_What to work on:_
Copy out the records below, switching every "fallen log" to "tree stump" and keeping everything else the same.

_Material shown:_
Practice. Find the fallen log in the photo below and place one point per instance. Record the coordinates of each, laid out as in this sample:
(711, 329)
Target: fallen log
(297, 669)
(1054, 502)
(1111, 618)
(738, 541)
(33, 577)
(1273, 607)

_Task answer:_
Practice. Find the tree stump in the photo below and place one point per instance. Record the coordinates of each, laid out as in this sample:
(711, 329)
Target: tree stump
(297, 669)
(1054, 502)
(1111, 618)
(738, 541)
(33, 577)
(1273, 607)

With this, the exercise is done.